(TEXT BLOCK Opens)
Deep Ocean Carbon Sinks
Study involves basic research on dark ocean microorganisms
Although microbes that live in the so-called “dark ocean”—below a depth of some 600 feet where light doesn’t penetrate—may not absorb enough carbon to curtail global warming, they do absorb considerable amounts of carbon and merit further study.
That is one of the findings of a paper published in the International Society of Microbial Ecology (ISME) Journal by Tim Mattes, associate professor of civil and environmental engineering in the University of Iowa College of Engineering, and his colleagues.
Mattes says that while many people are familiar with the concept of trees and grass absorbing carbon from the air, bacteria, and ancient single-celled organisms called “archaea” in the dark ocean hold between 300 million and 1.3 billion tons of carbon.
“A significant amount of carbon fixation occurs in the dark ocean,” says Mattes. “What might make this surprising is that carbon fixation is typically linked to organisms using sunlight as the energy source.”
Organisms in the dark ocean may not require sunlight to lock up carbon, but they do require an energy source.
“In the dark ocean, carbon fixation can occur with reduced chemical energy sources such as sulfur, methane, and ferrous iron,” Mattes says. “The hotspots are hydrothermal vents that generate plumes rich in chemical energy sources that stimulate the growth of microorganisms forming the foundation for deep sea ecosystems.”
The hydrothermal vents the team studied are located in a volcanic caldera at Axial Seamount, an active underwater volcano in the Pacific Ocean. The site is located some 300 miles west of Cannon Beach, Ore., and about 1,500 meters beneath the surface. Mattes’ colleague, Robert Morris, gathered data and collected samples used in the study during a 2011 cruise sponsored by the U.S. National Science Foundation.
(TEXT BLOCK Closes)
(EXCERPTED DATA Opens)
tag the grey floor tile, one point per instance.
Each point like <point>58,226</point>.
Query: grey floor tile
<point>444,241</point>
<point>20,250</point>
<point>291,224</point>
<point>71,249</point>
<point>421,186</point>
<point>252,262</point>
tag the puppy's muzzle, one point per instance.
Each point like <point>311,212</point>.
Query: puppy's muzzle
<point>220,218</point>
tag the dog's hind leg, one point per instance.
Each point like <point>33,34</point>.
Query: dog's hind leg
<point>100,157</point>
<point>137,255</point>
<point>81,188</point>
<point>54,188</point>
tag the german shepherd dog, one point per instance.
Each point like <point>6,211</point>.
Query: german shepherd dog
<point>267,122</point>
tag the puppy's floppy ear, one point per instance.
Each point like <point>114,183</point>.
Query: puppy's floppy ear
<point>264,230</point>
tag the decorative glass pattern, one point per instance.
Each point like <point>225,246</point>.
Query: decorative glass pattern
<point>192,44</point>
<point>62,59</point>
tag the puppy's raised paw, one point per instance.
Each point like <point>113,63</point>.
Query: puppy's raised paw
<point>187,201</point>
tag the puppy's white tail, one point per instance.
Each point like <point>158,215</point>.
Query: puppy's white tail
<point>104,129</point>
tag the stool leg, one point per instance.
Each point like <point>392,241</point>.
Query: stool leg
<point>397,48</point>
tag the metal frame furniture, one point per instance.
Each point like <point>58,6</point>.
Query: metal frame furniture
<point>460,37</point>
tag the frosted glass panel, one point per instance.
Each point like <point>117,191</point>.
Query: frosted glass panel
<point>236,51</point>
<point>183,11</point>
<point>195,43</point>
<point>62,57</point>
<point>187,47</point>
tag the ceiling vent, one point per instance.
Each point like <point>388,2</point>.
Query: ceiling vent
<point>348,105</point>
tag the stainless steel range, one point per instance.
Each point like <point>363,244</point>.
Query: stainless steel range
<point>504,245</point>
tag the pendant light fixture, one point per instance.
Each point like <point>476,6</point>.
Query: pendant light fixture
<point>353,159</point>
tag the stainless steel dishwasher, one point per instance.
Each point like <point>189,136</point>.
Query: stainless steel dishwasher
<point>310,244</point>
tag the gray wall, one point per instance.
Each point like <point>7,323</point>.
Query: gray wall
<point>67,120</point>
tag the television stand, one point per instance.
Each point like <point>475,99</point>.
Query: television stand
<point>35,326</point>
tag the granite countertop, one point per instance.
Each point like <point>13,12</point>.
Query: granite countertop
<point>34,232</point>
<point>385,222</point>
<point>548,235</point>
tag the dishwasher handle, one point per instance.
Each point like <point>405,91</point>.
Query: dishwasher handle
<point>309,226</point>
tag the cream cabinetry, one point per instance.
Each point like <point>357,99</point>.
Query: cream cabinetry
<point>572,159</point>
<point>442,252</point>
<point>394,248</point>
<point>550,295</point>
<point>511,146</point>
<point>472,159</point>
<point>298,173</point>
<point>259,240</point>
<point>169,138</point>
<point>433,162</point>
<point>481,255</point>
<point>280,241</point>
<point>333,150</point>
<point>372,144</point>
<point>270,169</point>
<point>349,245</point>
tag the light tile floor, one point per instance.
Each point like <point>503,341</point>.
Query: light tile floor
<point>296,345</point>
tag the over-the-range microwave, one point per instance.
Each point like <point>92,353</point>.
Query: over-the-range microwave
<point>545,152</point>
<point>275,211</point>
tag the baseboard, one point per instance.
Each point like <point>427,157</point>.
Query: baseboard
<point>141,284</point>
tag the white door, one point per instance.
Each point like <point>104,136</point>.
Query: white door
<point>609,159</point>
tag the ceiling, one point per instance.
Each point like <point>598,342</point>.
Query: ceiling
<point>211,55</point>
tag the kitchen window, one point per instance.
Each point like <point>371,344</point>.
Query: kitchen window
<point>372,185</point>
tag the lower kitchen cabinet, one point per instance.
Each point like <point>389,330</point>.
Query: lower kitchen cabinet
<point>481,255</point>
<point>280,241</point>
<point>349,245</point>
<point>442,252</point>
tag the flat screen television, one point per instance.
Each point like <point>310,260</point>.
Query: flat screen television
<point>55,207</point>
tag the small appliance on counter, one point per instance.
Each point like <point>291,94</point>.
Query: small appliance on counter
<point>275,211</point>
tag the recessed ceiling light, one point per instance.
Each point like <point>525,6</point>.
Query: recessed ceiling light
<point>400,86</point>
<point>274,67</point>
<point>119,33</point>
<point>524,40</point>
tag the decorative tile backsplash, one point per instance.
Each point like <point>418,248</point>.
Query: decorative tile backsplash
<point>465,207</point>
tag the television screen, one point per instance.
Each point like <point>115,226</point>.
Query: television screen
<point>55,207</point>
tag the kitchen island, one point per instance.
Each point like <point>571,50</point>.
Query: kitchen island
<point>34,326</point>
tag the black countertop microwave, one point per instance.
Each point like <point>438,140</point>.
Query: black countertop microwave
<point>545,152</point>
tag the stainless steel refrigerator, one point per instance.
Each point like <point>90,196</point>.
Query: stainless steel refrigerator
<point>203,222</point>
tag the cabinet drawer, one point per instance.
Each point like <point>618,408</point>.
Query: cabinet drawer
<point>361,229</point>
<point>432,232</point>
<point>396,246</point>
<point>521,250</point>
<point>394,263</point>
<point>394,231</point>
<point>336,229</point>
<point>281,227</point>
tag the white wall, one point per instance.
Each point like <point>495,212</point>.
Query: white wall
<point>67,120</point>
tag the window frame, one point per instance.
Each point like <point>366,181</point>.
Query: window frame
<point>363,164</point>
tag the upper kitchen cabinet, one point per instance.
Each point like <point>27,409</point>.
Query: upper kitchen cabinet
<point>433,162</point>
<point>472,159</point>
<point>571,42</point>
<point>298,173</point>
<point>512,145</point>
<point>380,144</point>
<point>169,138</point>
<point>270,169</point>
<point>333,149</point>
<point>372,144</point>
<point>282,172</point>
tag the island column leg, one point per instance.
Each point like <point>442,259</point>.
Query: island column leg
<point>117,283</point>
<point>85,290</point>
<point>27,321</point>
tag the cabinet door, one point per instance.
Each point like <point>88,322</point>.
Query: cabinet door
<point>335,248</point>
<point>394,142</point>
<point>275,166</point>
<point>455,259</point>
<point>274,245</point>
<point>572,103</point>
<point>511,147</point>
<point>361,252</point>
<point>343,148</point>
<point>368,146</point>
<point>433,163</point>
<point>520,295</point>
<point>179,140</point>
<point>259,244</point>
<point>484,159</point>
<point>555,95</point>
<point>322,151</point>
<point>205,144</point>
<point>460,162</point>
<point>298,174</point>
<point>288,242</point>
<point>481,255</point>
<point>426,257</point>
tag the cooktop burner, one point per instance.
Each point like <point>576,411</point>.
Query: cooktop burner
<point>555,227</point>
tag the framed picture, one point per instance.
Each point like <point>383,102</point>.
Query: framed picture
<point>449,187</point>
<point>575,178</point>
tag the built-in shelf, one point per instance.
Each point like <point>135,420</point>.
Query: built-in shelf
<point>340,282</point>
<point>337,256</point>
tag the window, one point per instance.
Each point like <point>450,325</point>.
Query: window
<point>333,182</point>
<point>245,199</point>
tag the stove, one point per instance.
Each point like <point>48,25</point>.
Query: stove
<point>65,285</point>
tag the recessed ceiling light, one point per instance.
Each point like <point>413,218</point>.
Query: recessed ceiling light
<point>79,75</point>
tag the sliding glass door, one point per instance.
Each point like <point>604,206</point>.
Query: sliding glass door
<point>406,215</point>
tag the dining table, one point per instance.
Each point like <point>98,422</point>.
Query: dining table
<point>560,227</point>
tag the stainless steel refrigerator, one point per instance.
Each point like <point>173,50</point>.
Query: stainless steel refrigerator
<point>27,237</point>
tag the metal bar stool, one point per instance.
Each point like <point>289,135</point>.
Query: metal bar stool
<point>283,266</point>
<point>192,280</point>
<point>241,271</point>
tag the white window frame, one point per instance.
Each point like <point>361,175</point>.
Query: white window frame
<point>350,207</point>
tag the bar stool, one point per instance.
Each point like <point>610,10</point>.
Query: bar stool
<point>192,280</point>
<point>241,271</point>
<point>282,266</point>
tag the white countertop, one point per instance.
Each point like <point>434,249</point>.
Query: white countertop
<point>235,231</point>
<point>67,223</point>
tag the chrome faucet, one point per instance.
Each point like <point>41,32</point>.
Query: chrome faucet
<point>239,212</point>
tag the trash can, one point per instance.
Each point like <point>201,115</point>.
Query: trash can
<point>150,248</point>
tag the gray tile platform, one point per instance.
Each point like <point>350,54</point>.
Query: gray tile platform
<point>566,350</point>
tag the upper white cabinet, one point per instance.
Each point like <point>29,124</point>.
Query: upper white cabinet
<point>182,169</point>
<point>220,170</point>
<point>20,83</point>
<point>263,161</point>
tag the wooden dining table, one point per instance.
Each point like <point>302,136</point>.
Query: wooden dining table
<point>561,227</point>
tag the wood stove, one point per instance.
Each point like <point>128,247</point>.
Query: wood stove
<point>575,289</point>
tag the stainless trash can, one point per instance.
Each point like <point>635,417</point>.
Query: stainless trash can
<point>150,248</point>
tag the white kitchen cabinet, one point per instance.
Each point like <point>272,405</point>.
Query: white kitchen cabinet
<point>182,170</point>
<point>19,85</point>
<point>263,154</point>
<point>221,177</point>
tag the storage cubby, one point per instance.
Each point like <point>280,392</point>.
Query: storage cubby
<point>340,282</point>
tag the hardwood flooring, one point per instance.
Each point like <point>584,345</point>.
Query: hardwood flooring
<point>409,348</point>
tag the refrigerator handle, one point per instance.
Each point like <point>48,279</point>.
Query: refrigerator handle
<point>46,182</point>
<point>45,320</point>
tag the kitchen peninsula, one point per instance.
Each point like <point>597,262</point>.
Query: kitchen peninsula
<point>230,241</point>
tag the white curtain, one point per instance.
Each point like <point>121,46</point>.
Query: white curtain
(EXCERPTED DATA Closes)
=== APPLY WHAT YOU READ ===
1 – Answer these questions from the text on deep ocean carbon sinks:
(a) Below what depth does the "dark ocean" begin?
(b) Which reduced chemical energy sources does Mattes name for carbon fixation in the dark ocean?
(c) How far west of Cannon Beach, Ore., is the study site?
2 – In the text on deep ocean carbon sinks, rewrite the paragraph beginning "The hydrothermal vents the team studied" as a bulleted list that keeps its main facts.
3 – Set down word for word the part of the text on deep ocean carbon sinks that begins at the words "The hydrothermal vents" and stops after "National Science Foundation.".

=== SOLUTIONS FOR EACH TASK ===
1 –
(a) Below a depth of some 600 feet, where light doesn't penetrate.
(b) Sulfur, methane, and ferrous iron.
(c) Some 300 miles west.

2 –
- The vents studied lie in a volcanic caldera at Axial Seamount, an active underwater volcano in the Pacific Ocean.
- The site is about 300 miles west of Cannon Beach, Ore., and about 1,500 meters beneath the surface.
- Robert Morris, a colleague of Mattes, gathered the data and samples.
- He did this during a 2011 cruise sponsored by the U.S. National Science Foundation.

3 –
The hydrothermal vents the team studied are located in a volcanic caldera at Axial Seamount, an active underwater volcano in the Pacific Ocean. The site is located some 300 miles west of Cannon Beach, Ore., and about 1,500 meters beneath the surface. Mattes’ colleague, Robert Morris, gathered data and collected samples used in the study during a 2011 cruise sponsored by the U.S. National Science Foundation.